◆ **AUSGEWÄHLTER TEXT**:

____________________

Kultur, Gesellschaft, Demokratie

Politische Debatten über Kultur sind oft von einer Verkürzung des Kulturbegriffs auf den Bereich der Kunst geprägt oder von einer Indienstnahme des Begriffs für politische Zwecke, wie beim Thema »Leitkultur«. Um die fundamentale Rolle des Kulturellen und dessen vielfältige Verflechtungen mit Gesellschaft und Politik, insbesondere im Hinblick auf die Voraussetzungen der Demokratie als Lebensform zu verstehen, bedarf es des weiter gefassten Kulturbegriffs, wie er in die Soziologie durch Max Weber und seinen amerikanischen »Schüler« Talcott Parsons Eingang gefunden hat. Erst dann lässt sich auch verstehen, was eine demokratische Zivilgesellschaft voraussetzt und was unter Integration im Unterschied zu Assimilation zu verstehen ist. Dann werden auch die Grundlagen sichtbar, auf denen gesellschaftliche und politische Institutionen beruhen müssen, um ihre Zwecke dauerhaft zuverlässig zu erfüllen.

____________________

◆ **ANGEZEIGTE DATEN**:
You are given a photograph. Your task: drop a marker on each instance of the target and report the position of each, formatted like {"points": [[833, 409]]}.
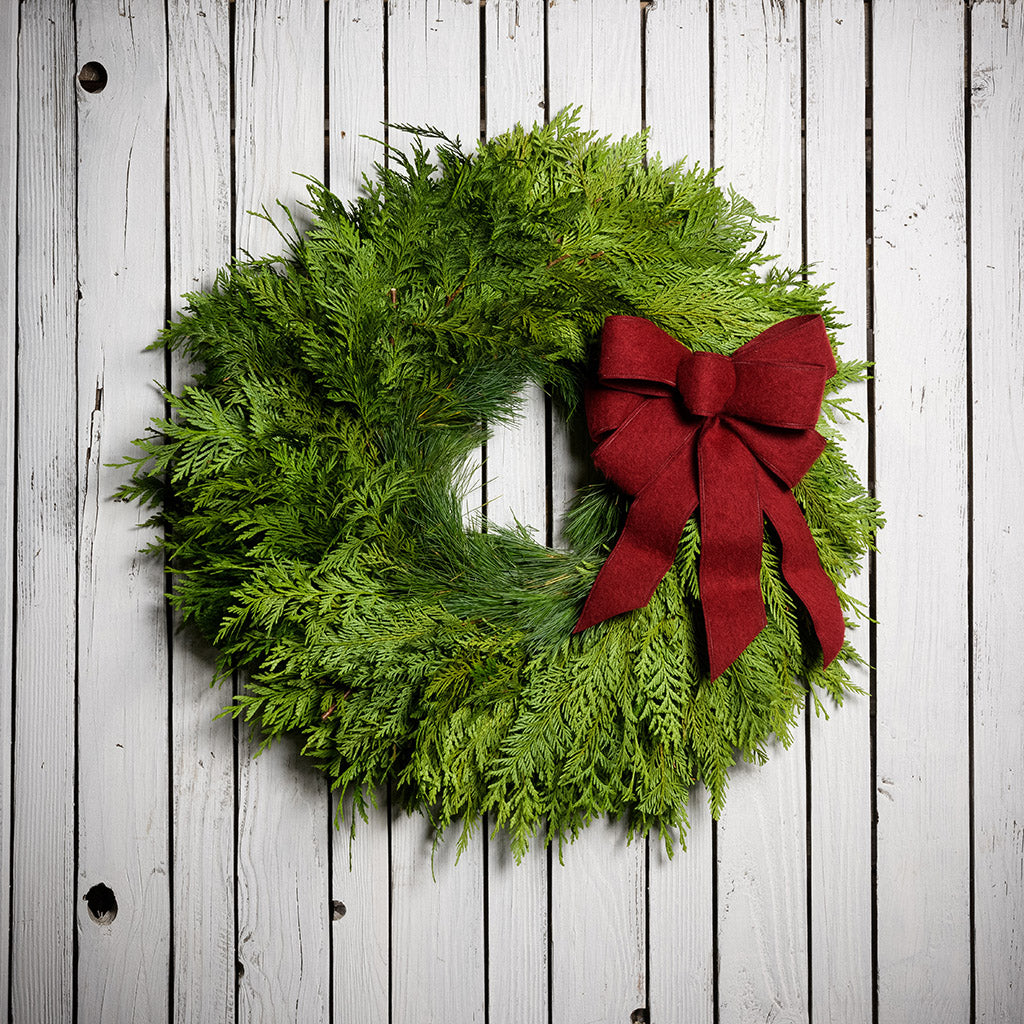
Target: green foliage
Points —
{"points": [[304, 484]]}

____________________

◆ **ÜBUNGSAUFGABEN**:
[A] Durch wen hat der weiter gefasste Kulturbegriff laut dem Text über Kultur und Demokratie Eingang in die Soziologie gefunden?
[B] Setze den Text über Kultur, Gesellschaft und Demokratie im Anschluss an seinen letzten Satz fort.

◆ **DIE ANTWORTEN**:
[A] Durch Max Weber und seinen amerikanischen »Schüler« Talcott Parsons.

[B]
Aus diesen Fragen entstand kurz nach dem Zweiten Weltkrieg eines der bis heute interessantesten Forschungsprojekte über Kultur und Demokratie, dessen Aktualisierung heute Entscheidendes zur Überwindung neuer und alter Verunsicherungen beitragen könnte. Die Forschungsfrage der fünf Länder umfassenden Erhebung der beiden renommierten US-amerikanischen Politikwissenschaftler Gabriel Almond und Sidney Verba in den 50er Jahren lautete: Welchen Beitrag haben kulturelle Bedingungen dazu geleistet, dass in Ländern wie Großbritannien und den USA die Weltwirtschaftskrise mit ihrer massenhaften Arbeitslosigkeit, Armut und existenziellen Unsicherheit die rechtsstaatliche Demokratie nicht antasten konnte, während dies in ähnlich entwickelten Ländern wie Italien und Deutschland mit vergleichbaren demokratischen Institutionen auf drastische Weise geschah. Oder kurz: Was musste zur Wirtschaftskrise hinzukommen, um auf dem Boden von Demokratien den Faschismus wachsen zu lassen? Das Ergebnis dieser Forschung mit Wissenschaftlern aus allen beteiligten Ländern ist im Kern fortwirkend aktuell und kaum noch bekannt.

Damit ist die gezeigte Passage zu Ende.